- What the exercise asks
Please copy every line with the string "under" from the entries below.

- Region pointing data

● ● ● ● ● ● ●

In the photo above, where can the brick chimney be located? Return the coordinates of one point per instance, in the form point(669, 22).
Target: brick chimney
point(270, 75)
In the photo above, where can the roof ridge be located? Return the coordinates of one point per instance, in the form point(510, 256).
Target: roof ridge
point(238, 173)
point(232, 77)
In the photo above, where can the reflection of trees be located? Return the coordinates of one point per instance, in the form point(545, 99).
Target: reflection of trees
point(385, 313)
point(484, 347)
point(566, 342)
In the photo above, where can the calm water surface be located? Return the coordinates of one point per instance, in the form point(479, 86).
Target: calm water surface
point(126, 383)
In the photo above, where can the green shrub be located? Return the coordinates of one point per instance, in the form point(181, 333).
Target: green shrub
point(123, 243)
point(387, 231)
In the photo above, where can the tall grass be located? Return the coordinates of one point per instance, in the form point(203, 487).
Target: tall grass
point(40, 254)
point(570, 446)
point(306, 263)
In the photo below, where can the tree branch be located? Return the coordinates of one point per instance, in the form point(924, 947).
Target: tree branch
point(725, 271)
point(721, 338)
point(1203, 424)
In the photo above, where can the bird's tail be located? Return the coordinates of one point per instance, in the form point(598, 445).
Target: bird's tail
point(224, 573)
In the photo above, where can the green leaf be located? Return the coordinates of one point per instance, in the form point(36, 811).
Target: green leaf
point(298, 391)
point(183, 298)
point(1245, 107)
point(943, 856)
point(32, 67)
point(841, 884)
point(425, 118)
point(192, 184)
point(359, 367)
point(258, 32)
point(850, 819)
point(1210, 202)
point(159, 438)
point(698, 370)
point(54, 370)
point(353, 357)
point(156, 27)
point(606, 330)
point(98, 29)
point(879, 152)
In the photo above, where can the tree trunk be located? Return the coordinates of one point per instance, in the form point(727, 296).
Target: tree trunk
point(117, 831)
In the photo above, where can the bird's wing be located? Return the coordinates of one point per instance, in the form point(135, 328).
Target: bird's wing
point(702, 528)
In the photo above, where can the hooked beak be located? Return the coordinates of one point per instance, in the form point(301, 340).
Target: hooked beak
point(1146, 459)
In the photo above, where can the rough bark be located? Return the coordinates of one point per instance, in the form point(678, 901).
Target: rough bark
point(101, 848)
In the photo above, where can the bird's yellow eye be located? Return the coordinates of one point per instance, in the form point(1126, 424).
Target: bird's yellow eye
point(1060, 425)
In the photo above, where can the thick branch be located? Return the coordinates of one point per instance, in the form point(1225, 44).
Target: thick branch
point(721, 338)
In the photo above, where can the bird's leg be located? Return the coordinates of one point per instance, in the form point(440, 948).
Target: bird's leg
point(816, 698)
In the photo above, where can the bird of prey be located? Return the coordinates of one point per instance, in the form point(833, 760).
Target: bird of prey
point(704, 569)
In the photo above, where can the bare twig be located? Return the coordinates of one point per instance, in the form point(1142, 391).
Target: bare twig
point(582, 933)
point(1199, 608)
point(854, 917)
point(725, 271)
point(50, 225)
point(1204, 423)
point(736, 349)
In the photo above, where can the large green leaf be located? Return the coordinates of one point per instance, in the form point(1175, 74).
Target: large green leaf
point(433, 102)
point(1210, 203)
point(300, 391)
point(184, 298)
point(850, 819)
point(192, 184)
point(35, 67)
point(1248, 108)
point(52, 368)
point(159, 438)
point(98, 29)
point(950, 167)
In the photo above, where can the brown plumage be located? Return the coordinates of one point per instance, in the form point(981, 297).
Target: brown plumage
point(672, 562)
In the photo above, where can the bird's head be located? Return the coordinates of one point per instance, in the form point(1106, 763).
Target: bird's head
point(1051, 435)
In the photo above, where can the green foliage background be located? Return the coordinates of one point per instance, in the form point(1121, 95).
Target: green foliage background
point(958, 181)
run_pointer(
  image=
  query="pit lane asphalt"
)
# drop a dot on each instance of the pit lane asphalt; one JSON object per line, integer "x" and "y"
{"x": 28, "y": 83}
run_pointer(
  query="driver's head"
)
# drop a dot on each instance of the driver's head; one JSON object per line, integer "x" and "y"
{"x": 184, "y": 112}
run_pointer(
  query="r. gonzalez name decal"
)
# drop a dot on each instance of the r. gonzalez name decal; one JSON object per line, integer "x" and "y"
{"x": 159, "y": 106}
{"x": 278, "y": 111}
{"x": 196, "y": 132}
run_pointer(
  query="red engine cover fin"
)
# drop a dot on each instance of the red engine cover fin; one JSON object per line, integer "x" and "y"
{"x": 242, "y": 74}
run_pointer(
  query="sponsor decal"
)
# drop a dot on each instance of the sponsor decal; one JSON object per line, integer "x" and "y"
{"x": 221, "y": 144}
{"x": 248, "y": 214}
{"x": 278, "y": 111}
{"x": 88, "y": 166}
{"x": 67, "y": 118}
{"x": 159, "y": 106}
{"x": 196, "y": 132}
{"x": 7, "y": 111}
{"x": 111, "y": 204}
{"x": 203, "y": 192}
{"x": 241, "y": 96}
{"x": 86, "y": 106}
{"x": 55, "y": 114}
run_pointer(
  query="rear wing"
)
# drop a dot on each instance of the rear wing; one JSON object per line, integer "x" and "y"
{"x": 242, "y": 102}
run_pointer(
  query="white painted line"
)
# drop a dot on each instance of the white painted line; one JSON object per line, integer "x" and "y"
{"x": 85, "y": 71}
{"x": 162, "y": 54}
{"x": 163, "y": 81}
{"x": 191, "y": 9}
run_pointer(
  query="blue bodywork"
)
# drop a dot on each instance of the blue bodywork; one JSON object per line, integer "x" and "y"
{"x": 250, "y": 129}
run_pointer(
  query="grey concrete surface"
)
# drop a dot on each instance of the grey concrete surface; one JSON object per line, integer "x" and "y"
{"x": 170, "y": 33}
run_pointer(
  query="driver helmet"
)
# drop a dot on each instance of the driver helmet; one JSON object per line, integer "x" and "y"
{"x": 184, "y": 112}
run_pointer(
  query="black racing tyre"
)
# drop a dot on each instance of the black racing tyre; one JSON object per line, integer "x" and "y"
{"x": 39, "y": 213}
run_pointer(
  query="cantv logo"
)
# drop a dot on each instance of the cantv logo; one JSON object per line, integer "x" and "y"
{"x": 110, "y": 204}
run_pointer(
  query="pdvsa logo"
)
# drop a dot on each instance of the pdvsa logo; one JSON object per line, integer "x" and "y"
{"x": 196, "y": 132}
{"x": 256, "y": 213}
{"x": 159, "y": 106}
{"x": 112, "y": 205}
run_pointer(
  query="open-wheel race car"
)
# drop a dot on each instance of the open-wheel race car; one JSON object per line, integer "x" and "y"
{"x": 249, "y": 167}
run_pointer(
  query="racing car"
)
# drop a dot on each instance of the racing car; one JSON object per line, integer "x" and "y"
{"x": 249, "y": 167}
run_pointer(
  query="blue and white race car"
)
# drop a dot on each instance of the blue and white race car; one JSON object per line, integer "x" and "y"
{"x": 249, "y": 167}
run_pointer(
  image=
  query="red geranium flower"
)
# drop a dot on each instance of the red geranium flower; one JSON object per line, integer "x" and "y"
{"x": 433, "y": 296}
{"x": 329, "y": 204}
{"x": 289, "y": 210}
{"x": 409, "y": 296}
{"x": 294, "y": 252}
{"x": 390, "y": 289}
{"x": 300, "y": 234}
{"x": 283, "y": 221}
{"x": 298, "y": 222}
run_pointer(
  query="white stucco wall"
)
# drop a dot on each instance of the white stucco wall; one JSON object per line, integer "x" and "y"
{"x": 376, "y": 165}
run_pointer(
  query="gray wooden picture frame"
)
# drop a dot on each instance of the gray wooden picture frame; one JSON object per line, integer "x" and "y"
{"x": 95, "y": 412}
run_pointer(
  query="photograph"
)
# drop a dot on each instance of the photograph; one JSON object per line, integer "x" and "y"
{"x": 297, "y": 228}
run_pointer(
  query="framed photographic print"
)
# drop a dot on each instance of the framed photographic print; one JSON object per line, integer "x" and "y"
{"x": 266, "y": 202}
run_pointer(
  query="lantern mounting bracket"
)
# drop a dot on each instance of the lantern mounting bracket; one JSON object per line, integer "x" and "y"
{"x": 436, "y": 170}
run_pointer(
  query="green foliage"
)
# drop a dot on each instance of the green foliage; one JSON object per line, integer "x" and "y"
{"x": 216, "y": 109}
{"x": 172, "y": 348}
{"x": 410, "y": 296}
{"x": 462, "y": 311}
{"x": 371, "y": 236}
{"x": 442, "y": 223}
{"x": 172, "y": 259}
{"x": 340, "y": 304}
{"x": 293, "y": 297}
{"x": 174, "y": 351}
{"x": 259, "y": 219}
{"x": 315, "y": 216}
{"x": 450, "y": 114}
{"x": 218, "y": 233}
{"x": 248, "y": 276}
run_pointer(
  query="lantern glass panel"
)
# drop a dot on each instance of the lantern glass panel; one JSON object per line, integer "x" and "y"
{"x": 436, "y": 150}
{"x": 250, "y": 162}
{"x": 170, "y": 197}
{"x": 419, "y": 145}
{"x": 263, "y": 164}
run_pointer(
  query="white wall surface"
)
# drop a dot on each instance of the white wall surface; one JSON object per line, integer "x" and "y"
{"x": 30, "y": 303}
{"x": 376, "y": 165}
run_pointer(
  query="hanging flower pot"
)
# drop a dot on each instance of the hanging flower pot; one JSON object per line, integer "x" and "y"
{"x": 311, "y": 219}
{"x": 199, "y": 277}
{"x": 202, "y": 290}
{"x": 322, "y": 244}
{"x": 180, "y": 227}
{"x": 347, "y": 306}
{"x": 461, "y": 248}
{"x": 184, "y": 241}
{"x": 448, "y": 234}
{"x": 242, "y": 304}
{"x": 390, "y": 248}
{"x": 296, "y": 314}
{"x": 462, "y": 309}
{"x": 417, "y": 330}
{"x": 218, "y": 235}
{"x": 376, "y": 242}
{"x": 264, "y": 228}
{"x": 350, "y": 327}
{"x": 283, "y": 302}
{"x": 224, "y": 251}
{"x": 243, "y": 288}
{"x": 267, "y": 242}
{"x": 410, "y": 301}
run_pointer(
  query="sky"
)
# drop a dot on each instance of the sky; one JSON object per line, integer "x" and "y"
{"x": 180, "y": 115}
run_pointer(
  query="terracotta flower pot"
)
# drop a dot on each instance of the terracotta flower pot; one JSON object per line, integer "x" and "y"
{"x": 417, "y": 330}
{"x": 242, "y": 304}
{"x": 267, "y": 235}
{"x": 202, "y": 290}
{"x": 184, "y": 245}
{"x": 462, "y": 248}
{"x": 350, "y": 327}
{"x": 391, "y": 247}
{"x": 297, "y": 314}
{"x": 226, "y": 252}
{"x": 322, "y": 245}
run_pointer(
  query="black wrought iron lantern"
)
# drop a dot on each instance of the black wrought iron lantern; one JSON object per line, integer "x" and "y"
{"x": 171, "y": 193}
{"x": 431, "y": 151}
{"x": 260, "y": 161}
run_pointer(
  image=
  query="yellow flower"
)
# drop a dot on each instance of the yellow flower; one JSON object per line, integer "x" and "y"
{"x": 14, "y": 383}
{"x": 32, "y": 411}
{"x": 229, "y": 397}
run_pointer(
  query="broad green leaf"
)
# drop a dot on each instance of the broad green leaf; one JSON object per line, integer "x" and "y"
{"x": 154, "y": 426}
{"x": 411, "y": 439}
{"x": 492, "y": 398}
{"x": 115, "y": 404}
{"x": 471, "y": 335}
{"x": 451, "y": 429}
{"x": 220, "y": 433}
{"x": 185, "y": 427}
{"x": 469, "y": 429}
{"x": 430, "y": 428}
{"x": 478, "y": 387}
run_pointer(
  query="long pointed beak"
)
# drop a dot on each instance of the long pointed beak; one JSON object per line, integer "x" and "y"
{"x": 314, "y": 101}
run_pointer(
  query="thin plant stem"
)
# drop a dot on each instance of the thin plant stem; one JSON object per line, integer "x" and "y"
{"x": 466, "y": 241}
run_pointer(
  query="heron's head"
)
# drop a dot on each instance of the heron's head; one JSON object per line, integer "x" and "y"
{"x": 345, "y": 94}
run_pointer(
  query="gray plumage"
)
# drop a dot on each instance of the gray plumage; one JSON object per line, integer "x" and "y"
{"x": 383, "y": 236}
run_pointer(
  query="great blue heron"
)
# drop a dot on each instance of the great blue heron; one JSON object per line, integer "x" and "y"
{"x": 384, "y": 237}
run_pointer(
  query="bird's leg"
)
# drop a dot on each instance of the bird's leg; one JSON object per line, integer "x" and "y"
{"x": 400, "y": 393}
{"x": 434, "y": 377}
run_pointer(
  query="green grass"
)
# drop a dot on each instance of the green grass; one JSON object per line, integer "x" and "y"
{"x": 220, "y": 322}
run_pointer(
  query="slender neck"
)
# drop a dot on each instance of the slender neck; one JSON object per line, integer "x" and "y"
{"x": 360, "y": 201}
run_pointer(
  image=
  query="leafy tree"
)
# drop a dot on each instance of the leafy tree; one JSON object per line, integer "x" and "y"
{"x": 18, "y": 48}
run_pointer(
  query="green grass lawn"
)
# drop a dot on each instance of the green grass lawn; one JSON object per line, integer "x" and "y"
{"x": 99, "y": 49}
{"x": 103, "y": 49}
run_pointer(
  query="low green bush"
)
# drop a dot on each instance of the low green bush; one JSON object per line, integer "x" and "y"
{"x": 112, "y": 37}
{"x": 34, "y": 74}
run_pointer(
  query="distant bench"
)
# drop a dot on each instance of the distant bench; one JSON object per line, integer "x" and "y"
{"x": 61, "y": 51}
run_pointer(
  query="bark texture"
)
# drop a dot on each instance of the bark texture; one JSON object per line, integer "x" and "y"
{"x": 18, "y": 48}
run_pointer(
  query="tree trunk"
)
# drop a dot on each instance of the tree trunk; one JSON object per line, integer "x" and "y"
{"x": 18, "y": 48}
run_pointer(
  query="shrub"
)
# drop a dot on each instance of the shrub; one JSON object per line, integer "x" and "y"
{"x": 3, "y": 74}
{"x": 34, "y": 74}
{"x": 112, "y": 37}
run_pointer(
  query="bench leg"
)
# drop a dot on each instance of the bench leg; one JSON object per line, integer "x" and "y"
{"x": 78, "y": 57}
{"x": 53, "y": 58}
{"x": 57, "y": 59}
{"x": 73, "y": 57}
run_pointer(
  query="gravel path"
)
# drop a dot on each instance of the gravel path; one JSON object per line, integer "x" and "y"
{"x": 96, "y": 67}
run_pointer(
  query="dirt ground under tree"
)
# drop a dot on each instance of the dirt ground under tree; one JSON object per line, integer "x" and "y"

● ● ● ● ● ● ●

- Solved exercise
  query="dirt ground under tree"
# drop a dot on each instance of the dirt ground under tree; one JSON object per line, integer "x" and "y"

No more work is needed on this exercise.